The martial arts film genre underwent a series of changes in the 1980s, from the introduction of ninjas as a focal point in Cannon’s long-running, cult-favorite series to both low-budget knockoffs and major studio productions alike embracing the current fads in the post-Bruce Lee era. Two very different films – one a studio production from a veteran director, another a low-budget labor of love that was both unreleased and thought lost to the ravages of time – come to Blu-Ray this month, offering genre fans a pair of contrasting viewing experiences that are each entertaining in their own respective ways.
John Frankenheimer’s 1982 East/West samurai adventure THE CHALLENGE (**½, 108 mins., R) never made it onto DVD and was last seen in the form of a CBS/Fox VHS release. Kino Lorber’s Blu-Ray, boasting a crisp new 1080p transfer, finally gets this long out-of-print film back in circulation at last, offering for many their first chance at ever seeing the film.

Information provided:
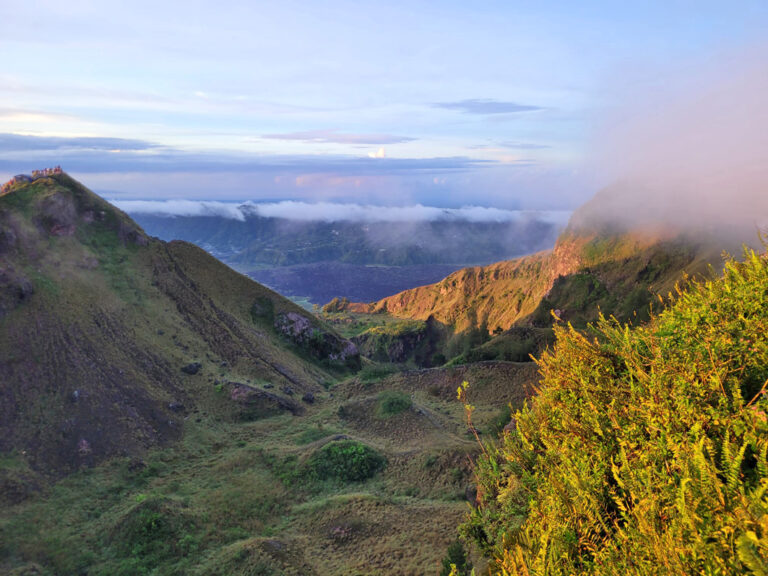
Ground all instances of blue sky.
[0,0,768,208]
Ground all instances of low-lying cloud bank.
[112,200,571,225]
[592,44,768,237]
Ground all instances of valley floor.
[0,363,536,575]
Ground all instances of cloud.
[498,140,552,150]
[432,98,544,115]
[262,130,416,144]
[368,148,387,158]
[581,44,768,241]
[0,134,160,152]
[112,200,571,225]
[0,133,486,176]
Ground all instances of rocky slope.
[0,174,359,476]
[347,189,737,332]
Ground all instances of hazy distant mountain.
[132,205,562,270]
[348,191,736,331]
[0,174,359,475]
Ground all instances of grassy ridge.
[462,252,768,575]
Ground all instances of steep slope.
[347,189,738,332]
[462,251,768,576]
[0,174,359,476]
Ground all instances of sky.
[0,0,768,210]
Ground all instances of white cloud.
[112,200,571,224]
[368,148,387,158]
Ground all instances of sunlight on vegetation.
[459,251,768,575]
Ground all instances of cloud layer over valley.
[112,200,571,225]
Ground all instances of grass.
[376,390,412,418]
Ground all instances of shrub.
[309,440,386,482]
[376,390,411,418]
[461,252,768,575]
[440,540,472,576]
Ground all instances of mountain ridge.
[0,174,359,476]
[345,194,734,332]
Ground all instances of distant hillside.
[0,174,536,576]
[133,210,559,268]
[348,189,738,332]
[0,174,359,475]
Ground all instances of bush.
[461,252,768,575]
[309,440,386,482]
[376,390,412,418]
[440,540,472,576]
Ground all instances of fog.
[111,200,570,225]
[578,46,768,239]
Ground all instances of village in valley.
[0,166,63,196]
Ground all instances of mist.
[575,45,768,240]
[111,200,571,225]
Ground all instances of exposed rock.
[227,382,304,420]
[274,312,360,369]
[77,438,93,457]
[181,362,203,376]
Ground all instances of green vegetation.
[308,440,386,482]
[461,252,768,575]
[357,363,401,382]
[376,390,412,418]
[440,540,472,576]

To be done:
1. From the martial arts film review, reproduce the passage between "The martial arts" and "own respective ways.", inclusive.
2. According to the martial arts film review, in what form was THE CHALLENGE last seen before Kino Lorber's Blu-Ray?

Results in order:
1.
The martial arts film genre underwent a series of changes in the 1980s, from the introduction of ninjas as a focal point in Cannon’s long-running, cult-favorite series to both low-budget knockoffs and major studio productions alike embracing the current fads in the post-Bruce Lee era. Two very different films – one a studio production from a veteran director, another a low-budget labor of love that was both unreleased and thought lost to the ravages of time – come to Blu-Ray this month, offering genre fans a pair of contrasting viewing experiences that are each entertaining in their own respective ways.

2. A CBS/Fox VHS release.